#### [Source data]
────────────────────

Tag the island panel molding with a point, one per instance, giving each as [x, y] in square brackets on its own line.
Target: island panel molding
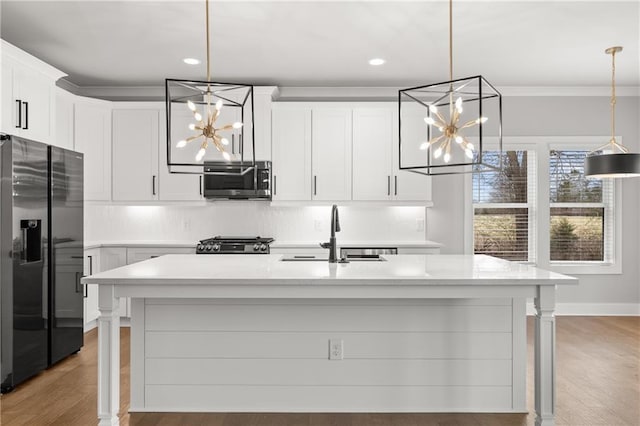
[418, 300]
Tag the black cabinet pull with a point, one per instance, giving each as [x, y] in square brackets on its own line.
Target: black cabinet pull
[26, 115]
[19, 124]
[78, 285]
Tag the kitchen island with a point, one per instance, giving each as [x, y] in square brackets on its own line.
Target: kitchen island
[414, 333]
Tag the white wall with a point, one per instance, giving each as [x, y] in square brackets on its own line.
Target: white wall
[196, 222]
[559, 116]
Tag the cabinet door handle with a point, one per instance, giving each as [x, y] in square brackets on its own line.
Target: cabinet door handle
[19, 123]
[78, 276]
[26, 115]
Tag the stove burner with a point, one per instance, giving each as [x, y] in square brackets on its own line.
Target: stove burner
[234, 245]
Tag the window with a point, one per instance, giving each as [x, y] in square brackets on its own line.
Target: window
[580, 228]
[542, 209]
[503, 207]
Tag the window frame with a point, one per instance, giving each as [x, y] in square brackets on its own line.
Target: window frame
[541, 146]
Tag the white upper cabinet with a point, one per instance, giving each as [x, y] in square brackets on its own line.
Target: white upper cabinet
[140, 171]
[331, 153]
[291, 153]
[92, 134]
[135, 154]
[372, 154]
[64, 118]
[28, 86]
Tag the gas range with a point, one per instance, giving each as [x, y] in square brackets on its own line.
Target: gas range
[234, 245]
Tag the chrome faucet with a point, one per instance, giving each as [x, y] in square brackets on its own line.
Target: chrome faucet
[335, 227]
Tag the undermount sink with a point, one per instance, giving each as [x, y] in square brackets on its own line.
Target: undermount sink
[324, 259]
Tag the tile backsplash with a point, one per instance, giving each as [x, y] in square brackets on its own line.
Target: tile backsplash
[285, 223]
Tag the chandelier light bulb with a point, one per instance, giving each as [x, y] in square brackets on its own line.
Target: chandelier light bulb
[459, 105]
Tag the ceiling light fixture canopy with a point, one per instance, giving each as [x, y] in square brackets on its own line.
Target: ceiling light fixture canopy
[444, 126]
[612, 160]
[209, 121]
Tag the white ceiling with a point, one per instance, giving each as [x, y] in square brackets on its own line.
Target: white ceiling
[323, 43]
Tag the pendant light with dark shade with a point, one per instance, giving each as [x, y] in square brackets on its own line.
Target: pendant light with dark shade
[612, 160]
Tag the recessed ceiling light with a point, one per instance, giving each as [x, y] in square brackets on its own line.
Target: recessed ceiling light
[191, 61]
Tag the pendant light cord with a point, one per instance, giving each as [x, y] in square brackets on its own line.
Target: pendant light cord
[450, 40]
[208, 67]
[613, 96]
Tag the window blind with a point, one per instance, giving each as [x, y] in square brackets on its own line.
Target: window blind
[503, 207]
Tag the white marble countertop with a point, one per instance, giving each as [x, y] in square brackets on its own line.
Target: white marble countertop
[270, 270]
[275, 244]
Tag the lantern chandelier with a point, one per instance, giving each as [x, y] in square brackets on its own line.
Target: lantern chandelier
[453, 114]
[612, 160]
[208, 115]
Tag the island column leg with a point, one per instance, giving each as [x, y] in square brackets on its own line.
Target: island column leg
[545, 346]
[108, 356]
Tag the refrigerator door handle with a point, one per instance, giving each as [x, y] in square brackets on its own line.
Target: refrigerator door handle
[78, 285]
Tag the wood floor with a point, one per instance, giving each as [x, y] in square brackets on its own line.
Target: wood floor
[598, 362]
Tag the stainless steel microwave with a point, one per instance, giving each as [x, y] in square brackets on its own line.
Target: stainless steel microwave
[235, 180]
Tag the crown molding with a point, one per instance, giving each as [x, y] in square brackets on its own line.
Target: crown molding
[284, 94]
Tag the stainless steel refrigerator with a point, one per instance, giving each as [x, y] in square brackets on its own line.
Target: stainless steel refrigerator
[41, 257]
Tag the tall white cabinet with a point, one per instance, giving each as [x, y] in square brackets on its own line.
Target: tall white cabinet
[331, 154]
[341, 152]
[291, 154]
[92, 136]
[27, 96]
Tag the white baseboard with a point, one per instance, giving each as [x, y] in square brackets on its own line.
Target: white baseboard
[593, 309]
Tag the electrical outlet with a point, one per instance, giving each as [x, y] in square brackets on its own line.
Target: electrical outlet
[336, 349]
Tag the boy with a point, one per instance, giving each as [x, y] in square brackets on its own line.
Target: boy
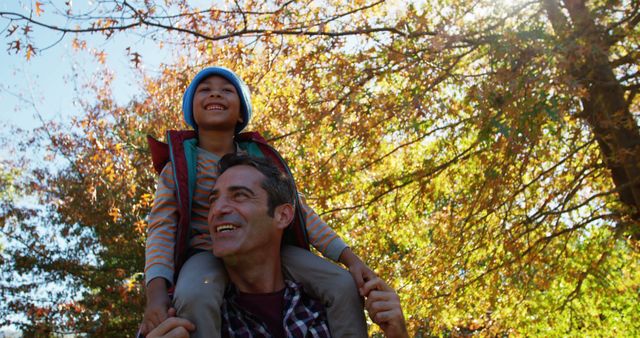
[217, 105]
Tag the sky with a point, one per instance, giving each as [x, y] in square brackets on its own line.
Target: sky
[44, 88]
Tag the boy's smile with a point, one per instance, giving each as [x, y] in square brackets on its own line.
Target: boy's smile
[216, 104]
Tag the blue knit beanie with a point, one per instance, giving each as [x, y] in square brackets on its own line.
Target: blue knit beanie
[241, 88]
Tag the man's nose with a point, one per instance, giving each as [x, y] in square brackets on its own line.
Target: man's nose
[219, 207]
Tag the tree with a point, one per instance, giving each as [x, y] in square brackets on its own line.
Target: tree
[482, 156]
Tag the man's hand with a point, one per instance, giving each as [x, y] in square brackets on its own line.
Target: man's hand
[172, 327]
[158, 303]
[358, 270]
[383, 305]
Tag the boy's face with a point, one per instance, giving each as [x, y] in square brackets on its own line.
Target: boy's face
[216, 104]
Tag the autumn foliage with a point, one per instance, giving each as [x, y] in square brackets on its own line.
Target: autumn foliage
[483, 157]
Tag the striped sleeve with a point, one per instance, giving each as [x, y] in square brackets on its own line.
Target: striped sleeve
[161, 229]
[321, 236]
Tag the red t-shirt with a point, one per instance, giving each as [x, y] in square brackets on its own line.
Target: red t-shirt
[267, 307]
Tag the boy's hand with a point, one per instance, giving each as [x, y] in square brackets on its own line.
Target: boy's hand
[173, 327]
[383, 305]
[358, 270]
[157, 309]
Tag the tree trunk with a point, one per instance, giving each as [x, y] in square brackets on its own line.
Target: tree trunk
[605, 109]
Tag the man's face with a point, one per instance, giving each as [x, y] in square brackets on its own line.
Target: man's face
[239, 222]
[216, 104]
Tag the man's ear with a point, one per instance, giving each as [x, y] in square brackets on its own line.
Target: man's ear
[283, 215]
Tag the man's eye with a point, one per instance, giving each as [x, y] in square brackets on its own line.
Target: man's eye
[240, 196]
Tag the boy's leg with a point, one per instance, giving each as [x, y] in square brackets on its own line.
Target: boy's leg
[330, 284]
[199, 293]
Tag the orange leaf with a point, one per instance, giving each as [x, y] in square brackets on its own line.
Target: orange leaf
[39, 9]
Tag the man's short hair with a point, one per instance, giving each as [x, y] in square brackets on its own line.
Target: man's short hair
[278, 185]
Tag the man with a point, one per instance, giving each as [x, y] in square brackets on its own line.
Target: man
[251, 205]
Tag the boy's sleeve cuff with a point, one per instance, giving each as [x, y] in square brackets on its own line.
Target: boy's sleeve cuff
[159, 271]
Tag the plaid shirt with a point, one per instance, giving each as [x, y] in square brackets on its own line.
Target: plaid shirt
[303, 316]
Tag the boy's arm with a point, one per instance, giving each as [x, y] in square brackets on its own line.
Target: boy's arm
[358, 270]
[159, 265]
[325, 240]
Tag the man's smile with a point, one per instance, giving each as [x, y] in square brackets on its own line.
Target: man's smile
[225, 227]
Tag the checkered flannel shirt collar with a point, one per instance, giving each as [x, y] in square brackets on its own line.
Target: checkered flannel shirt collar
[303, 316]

────────────────────

#### [What is being asked]
When you copy the records above, keep every word exact and drop the pictures.

#### [Answer section]
Tag the island panel molding with a point, one per instance, giving each as [x, y] in square brackets on its own line.
Target: island panel molding
[418, 300]
Tag the black cabinet pull with a point, one per instance, giving each as [x, y] in square brackets on its own line.
Target: black cabinet pull
[26, 115]
[19, 124]
[78, 285]
Tag the kitchen island with a point, one per instance, giving each as [x, y] in square brackets on its own line.
Target: kitchen island
[414, 333]
Tag the white wall with a point, one per instance, giving each as [x, y] in square brackets on its own line.
Target: white wall
[196, 222]
[559, 116]
Tag the cabinet door handle with a point, one per instance, giving each as [x, y] in square brackets on its own line.
Target: cabinet door handle
[19, 123]
[78, 276]
[26, 115]
Tag the stove burner with a point, one per instance, giving each as [x, y] in square brackets on its own line.
Target: stove burner
[234, 245]
Tag the window with a point, one per instance, giving each as [x, y] in square brackets on its own line.
Target: window
[580, 228]
[542, 209]
[503, 207]
Tag the window frame with a point, one per instance, giving each as [x, y] in square brackets on its own line.
Target: window frame
[541, 146]
Tag the white upper cabinet with a point, one per instance, giving each as [x, y] in square brackets on its own line.
Target: white upper cabinet
[140, 171]
[331, 153]
[291, 153]
[92, 134]
[135, 154]
[372, 154]
[64, 118]
[28, 86]
Tag the gas range with a point, one per instance, giving each as [x, y] in square brackets on its own line.
Target: gas range
[234, 245]
Tag the chrome faucet with a point, one per instance, giving each as [x, y] in square brackets on its own line.
Target: chrome faucet
[335, 227]
Tag the undermount sink with a point, one per instance, giving each as [x, y] in square brackets on its own line.
Target: undermount sink
[324, 259]
Tag the tile backsplash with a point, one per instance, giving each as [x, y] in square brackets on its own line.
Target: tile backsplash
[285, 223]
Tag the chandelier light bulb with a point, one per instance, giving each as [x, y] in square brackets on its own line.
Target: chandelier light bulb
[459, 105]
Tag the ceiling light fixture canopy with a point, one per instance, giving each as [x, y] in square brackets on its own line.
Target: ceiling light fixture canopy
[444, 126]
[612, 160]
[209, 121]
Tag the white ceiling with a point, one per instance, giving each as [x, y] in square brackets on its own line.
Target: white ceiling
[323, 43]
Tag the pendant light with dark shade with a point, one per instance, giving each as [x, y] in square brackets on its own line.
Target: pendant light with dark shade
[612, 160]
Tag the recessed ceiling light with a point, one per instance, giving each as [x, y] in square brackets on its own line.
Target: recessed ceiling light
[191, 61]
Tag the pendant light cord with a point, one per instance, giving each as [x, y] in square brackets on its own line.
Target: pendant light cord
[450, 40]
[208, 67]
[613, 96]
Tag the window blind with a point, one per instance, giving each as [x, y] in square brackets on its own line.
Target: window blind
[503, 207]
Tag the white marble countertop with a point, one per instance, giving each as [x, y] in square brackets on its own line.
Target: white marble countertop
[270, 270]
[275, 244]
Tag the lantern chandelier with a point, one per instance, giving each as [x, y] in square brackets on its own line.
Target: lantern chandelier
[453, 114]
[612, 160]
[208, 115]
Tag the island column leg with a point, one per instance, giving each as [x, y] in square brackets on its own line.
Target: island column leg
[545, 346]
[108, 356]
Tag the refrigerator door handle with a point, one per instance, giving each as [x, y] in square brackets on its own line.
Target: refrigerator door handle
[78, 285]
Tag the wood floor with a point, one per instance, giving each as [x, y] in square brackets on its own line.
Target: wood floor
[598, 362]
Tag the stainless steel microwave with a point, one per instance, giving each as [x, y] in square brackets on its own line.
Target: stainless steel microwave
[235, 180]
Tag the crown molding with a point, one per instance, giving each as [x, y] in square brackets on its own line.
Target: crown molding
[284, 94]
Tag the stainless steel refrigerator with a point, one per instance, giving each as [x, y] in square brackets on its own line.
Target: stainless steel refrigerator
[41, 257]
Tag the tall white cabinet with a point, one per instance, giving each as [x, y] in square brackets on its own line.
Target: tall white cabinet
[331, 154]
[341, 152]
[291, 154]
[92, 136]
[27, 96]
Tag the white baseboard with a point, one per instance, giving each as [x, y] in square brackets on its own line.
Target: white baseboard
[593, 309]
Tag the electrical outlet with a point, one per instance, giving each as [x, y] in square brackets on its own line.
Target: electrical outlet
[336, 349]
Tag the boy with a point, one per instance, giving each as [x, y] in square brackets on its own line.
Target: boy
[217, 105]
Tag the sky with a point, one per instance, giving each as [x, y] in square brackets on its own line.
Target: sky
[44, 88]
Tag the boy's smile with a point, one per instance, giving each as [x, y] in square brackets on its own line.
Target: boy's smile
[216, 104]
Tag the blue knit beanie with a point, one per instance, giving each as [x, y] in square brackets on its own line.
Target: blue knit beanie
[241, 88]
Tag the man's nose with a point, one per instance, giving each as [x, y] in square brackets on its own line.
Target: man's nose
[219, 207]
Tag the tree with a point, one per instance, giving each as [x, y] in square brackets on its own line.
Target: tree
[482, 156]
Tag the man's hand with a point, one per instance, giving each as [x, y] in square brackets on its own line.
Target: man's hand
[172, 327]
[158, 303]
[358, 270]
[383, 305]
Tag the boy's face with a point, one per instance, giving each as [x, y] in square brackets on its own line.
Target: boy's face
[216, 104]
Tag the autumn foliage with a point, one per instance, giving each as [x, y] in square brackets on its own line.
Target: autumn foliage
[483, 157]
Tag the striped sleeve with a point, one per instance, giving each as [x, y] in square brackets on its own line.
Target: striped sleeve
[161, 229]
[321, 236]
Tag the red t-shirt with a point, one per instance, giving each as [x, y] in square brackets on its own line.
Target: red t-shirt
[267, 307]
Tag the boy's hand with a point, one per instance, giving each as [x, y] in square brackets on its own line.
Target: boy's hand
[173, 327]
[383, 305]
[358, 270]
[157, 309]
Tag the tree trunk with a point, one per instance, giving each as [x, y] in square brackets on its own line.
Target: tree trunk
[605, 109]
Tag the man's face with a point, one per instance, giving each as [x, y] in square brackets on its own line.
Target: man's face
[239, 222]
[216, 104]
Tag the man's ear with a point, one per instance, giving each as [x, y] in square brackets on its own line.
Target: man's ear
[283, 215]
Tag the man's eye with a point, one per instance, giving each as [x, y] in square brackets on its own line.
Target: man's eye
[240, 196]
Tag the boy's leg with a point, one per instance, giving each as [x, y] in square brackets on its own line.
Target: boy's leg
[330, 284]
[199, 293]
Tag the orange leaf with a point, one per instance, giving each as [x, y] in square brackets on its own line.
Target: orange leaf
[39, 9]
Tag the man's short hair with a point, one per instance, giving each as [x, y] in square brackets on its own line.
Target: man's short hair
[278, 185]
Tag the man with a point, one per instance, giving each as [x, y] in square brackets on its own line.
Target: man
[251, 205]
Tag the boy's sleeve cuff with a point, one per instance, giving each as [x, y] in square brackets on its own line.
Target: boy's sleeve cuff
[159, 271]
Tag the plaid shirt with a point, one per instance, giving each as [x, y] in square brackets on its own line.
Target: plaid shirt
[303, 316]
Tag the boy's arm with a point, one per instance, giving each as [x, y] in square brackets on its own line.
Target: boy's arm
[358, 270]
[159, 265]
[325, 240]
Tag the man's smile with a point, one per instance, giving each as [x, y] in square brackets on its own line.
Target: man's smile
[225, 227]
Tag the checkered flannel shirt collar with a point, one per instance, giving each as [x, y] in square brackets on its own line.
Target: checkered flannel shirt collar
[303, 316]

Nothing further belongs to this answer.